*** Excerpt to read
The opinion of the court was delivered by: Shadur, District Judge.
MEMORANDUM OPINION AND ORDER
Ronald Brownstein ("Brownstein") has brought this
28 U.S.C. § 2254 ("Section 2254") habeas corpus proceeding against the
"Circuit Court of Cook County" and the
"State's Attorney of Cook County."*fn1 Brownstein claims his
failure to waive his constitutional right to a jury trial
vitiates his state court conviction. Respondents now move
pursuant to Fed.R.Civ.P. ("Rule") 56 for summary judgment. For
the reasons stated in this memorandum opinion and order, the
petition is instead dismissed without prejudice in accordance
with Section 2254(b) and (c).
After a state court bench trial, Brownstein was convicted of
four offenses involving possession of controlled substances.
Brownstein (represented by new counsel) then moved for a new
trial, asserting he had never signed the jury waiver form or
otherwise waived his right to a jury trial. In support of that
motion, Brownstein's counsel originally relied on (1) the absence
of a written waiver from the court record and (2) the silence of
the transcript as to any admonitions in that respect, then sought
to present oral testimony from the court clerk to confirm the
latter. In response the trial judge refused to convene any
evidentiary hearing and denied the motion based on two factors:
1. For the critical date the court clerk's entry on
the half sheet read:
Parties present. Plea of Not Guilty heretofore
entered. The defendant advised as to his right to
jury — trial by jury; waives jury trial and now signs
waiver; testimony heard. Continued to 9-24-80.
******
*** Provided records
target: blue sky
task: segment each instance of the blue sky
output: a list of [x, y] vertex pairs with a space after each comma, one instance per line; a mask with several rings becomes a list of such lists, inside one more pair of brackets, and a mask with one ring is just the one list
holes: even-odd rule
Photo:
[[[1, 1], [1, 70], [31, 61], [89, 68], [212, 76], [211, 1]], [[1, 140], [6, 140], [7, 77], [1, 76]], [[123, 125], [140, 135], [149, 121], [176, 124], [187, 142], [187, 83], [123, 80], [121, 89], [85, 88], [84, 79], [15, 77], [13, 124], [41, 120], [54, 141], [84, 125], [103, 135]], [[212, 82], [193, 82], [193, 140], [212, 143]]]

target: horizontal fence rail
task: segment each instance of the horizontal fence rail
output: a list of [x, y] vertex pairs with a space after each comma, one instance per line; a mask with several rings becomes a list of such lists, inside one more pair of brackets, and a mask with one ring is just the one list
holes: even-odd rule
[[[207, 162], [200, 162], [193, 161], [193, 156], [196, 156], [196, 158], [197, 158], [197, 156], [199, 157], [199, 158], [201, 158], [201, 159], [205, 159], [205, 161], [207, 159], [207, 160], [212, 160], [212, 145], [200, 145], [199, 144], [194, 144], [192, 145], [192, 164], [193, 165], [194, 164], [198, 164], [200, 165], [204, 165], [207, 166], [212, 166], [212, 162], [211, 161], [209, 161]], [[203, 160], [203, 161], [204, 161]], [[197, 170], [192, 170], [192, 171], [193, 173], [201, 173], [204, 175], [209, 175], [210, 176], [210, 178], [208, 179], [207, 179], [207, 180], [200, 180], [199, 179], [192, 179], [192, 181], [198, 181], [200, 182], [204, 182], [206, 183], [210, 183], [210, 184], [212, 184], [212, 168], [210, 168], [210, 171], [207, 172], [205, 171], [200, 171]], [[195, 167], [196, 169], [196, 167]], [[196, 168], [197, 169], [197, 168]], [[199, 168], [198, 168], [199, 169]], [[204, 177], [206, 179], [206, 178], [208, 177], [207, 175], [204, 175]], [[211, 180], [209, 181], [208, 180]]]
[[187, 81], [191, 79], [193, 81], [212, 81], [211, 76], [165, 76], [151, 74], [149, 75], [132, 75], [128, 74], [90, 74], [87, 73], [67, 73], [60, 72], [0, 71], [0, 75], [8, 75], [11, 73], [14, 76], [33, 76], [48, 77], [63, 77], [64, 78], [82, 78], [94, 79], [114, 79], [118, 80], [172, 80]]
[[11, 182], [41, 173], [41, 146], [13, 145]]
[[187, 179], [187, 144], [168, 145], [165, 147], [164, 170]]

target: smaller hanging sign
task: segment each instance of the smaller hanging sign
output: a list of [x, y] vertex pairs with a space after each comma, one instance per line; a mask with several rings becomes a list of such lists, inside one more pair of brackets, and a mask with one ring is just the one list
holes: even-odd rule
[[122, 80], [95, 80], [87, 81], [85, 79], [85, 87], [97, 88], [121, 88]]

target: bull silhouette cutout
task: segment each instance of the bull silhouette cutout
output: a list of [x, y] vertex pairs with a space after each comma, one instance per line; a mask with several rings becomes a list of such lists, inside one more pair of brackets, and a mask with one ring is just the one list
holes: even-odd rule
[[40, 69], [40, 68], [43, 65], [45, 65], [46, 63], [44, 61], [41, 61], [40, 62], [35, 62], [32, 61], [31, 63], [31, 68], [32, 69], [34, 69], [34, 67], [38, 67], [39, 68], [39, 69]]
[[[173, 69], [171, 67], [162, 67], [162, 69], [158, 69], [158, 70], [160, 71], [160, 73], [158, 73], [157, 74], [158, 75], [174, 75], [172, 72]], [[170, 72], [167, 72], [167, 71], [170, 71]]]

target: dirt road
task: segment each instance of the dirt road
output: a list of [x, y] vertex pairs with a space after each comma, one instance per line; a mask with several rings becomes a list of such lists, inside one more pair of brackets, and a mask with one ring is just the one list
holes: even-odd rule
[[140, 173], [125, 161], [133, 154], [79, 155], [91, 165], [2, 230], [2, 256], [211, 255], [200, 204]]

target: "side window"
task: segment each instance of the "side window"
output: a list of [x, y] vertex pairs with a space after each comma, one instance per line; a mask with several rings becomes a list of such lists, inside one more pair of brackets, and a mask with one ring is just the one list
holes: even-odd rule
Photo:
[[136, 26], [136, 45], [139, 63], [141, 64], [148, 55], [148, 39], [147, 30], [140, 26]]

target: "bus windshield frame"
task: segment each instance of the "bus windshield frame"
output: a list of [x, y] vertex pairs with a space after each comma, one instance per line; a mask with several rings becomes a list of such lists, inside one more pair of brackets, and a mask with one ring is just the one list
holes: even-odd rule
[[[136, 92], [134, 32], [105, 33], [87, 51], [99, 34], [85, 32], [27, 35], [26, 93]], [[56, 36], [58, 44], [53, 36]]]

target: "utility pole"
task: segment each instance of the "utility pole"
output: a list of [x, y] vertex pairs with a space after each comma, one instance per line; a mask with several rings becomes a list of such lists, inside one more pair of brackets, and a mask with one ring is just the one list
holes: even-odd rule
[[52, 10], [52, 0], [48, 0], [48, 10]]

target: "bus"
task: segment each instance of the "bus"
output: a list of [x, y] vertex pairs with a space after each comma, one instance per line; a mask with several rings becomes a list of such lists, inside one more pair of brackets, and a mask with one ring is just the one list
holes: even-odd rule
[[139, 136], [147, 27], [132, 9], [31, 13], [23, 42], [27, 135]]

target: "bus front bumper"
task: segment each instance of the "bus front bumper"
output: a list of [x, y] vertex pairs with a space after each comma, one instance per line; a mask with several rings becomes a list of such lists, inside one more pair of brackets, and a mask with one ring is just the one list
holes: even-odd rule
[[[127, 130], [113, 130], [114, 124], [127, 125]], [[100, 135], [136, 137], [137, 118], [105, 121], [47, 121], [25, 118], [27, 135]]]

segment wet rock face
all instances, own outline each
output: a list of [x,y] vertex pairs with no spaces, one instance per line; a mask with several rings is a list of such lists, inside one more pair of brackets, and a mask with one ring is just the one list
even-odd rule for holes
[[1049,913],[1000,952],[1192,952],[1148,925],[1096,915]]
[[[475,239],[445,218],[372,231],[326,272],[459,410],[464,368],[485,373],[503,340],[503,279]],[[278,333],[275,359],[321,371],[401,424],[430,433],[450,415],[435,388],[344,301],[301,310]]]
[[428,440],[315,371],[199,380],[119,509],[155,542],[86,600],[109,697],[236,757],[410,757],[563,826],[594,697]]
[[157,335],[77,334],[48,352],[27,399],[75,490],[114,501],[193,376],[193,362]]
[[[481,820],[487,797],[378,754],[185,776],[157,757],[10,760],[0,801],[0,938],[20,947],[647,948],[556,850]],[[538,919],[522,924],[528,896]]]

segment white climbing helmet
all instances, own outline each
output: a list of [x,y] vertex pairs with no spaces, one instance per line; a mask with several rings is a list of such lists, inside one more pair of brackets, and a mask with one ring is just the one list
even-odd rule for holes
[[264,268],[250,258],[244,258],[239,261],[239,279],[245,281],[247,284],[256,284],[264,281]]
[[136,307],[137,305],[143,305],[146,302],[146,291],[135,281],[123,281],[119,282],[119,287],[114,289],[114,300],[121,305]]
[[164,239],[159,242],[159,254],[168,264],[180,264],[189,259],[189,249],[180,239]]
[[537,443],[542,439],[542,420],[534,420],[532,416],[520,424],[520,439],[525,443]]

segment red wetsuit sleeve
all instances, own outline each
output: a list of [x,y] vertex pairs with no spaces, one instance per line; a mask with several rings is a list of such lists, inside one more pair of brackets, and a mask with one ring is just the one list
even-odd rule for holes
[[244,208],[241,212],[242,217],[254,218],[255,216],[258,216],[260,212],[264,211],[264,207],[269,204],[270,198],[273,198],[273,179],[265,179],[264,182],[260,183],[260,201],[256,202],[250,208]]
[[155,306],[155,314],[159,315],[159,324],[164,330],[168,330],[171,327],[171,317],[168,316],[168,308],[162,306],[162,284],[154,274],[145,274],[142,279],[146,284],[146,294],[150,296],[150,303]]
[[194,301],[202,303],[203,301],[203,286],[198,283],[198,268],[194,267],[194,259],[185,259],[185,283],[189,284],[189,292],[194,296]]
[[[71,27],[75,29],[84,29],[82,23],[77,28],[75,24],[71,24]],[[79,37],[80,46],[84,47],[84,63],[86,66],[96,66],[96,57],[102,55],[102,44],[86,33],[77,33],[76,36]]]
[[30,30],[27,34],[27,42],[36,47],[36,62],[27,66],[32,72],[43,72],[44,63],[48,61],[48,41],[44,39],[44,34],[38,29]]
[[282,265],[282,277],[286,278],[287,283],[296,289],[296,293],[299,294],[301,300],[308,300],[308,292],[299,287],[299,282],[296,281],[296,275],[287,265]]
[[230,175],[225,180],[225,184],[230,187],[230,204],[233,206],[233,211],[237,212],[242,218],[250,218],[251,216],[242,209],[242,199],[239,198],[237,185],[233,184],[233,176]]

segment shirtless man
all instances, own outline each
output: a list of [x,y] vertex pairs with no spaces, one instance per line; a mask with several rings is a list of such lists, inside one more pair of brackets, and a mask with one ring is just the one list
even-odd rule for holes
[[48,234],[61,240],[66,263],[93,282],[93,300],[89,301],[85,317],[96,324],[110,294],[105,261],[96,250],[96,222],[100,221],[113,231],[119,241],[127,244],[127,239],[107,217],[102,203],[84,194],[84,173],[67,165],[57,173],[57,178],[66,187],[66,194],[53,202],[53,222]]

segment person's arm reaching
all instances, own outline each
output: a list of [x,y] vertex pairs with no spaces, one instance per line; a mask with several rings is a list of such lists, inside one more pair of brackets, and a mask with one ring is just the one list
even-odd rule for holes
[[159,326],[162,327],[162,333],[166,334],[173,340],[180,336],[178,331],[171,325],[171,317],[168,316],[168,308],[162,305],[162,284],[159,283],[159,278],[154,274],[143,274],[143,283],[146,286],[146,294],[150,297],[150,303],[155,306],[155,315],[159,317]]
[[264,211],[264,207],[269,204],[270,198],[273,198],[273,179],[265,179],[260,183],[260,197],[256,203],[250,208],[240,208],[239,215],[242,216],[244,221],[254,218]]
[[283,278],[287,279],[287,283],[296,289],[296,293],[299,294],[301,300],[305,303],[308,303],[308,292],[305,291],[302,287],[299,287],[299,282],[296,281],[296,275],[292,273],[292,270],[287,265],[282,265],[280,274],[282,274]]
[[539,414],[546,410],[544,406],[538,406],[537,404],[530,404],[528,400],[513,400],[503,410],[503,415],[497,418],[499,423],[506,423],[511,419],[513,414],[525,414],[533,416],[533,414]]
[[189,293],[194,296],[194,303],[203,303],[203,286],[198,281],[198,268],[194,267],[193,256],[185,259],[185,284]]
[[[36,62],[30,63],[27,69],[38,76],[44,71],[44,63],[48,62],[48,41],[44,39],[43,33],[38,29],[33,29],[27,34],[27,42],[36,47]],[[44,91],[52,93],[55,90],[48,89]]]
******
» Exercise: In the court opinion above, how many offenses was Brownstein convicted of after his bench trial, and what did they involve?

» Finished exercise: Four offenses involving possession of controlled substances.